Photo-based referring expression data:

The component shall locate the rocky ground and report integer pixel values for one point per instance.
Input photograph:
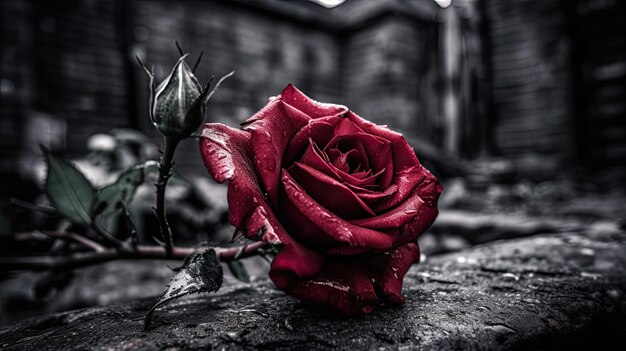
(524, 266)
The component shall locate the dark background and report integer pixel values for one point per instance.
(518, 106)
(520, 79)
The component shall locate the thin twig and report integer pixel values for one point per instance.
(169, 148)
(142, 252)
(110, 237)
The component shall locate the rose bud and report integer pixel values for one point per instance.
(346, 199)
(177, 105)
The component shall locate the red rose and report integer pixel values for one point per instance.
(346, 198)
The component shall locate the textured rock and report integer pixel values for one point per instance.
(565, 290)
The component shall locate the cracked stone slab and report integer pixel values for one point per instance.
(546, 291)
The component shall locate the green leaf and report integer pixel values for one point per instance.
(239, 271)
(109, 199)
(202, 272)
(68, 189)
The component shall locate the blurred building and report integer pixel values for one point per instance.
(476, 78)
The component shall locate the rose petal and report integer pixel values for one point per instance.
(319, 130)
(395, 217)
(403, 154)
(228, 156)
(317, 225)
(357, 285)
(310, 107)
(378, 153)
(372, 198)
(330, 193)
(272, 129)
(407, 181)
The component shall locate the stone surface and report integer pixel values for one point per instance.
(559, 290)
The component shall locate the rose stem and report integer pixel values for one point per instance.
(169, 148)
(82, 259)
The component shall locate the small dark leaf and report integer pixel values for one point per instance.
(68, 189)
(239, 271)
(201, 273)
(109, 199)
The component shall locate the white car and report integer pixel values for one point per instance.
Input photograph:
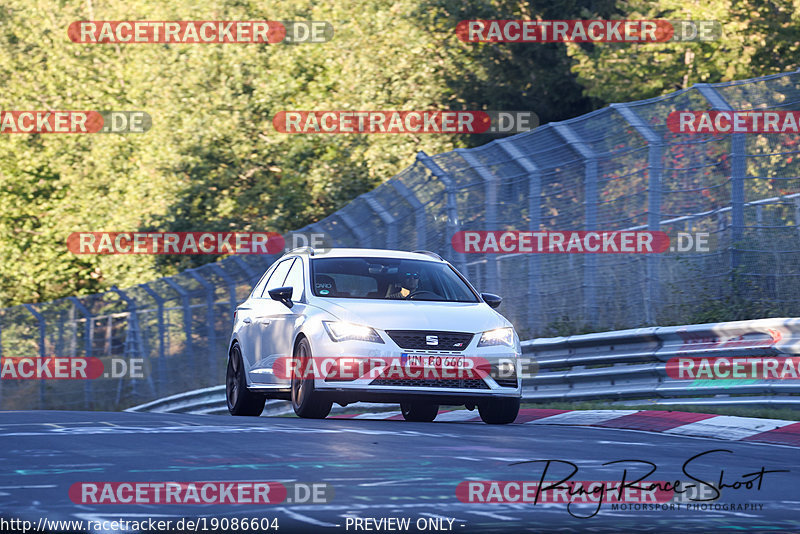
(370, 325)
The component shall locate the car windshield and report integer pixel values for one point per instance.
(388, 279)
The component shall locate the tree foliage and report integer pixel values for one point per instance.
(212, 160)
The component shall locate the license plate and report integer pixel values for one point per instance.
(435, 361)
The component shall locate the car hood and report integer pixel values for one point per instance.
(414, 315)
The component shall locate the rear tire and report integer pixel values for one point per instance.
(241, 401)
(501, 411)
(306, 402)
(419, 412)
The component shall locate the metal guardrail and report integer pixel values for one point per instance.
(626, 365)
(622, 366)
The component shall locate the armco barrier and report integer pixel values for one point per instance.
(624, 365)
(631, 364)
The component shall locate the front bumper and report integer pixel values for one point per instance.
(371, 388)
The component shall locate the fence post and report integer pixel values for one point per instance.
(738, 171)
(355, 230)
(590, 217)
(451, 206)
(132, 334)
(162, 364)
(534, 222)
(212, 331)
(252, 276)
(231, 286)
(187, 320)
(419, 212)
(42, 349)
(492, 275)
(655, 168)
(388, 221)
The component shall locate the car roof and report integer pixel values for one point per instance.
(367, 253)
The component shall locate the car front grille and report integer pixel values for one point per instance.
(419, 339)
(506, 382)
(469, 383)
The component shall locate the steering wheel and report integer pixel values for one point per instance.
(418, 292)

Exercise goal.
Repeat word for word from the line holding "The component shall locate the steering" down to the last line above, including both.

Solution to the exercise.
The component shall locate the steering wheel and report integer pixel values for one point per instance.
(418, 292)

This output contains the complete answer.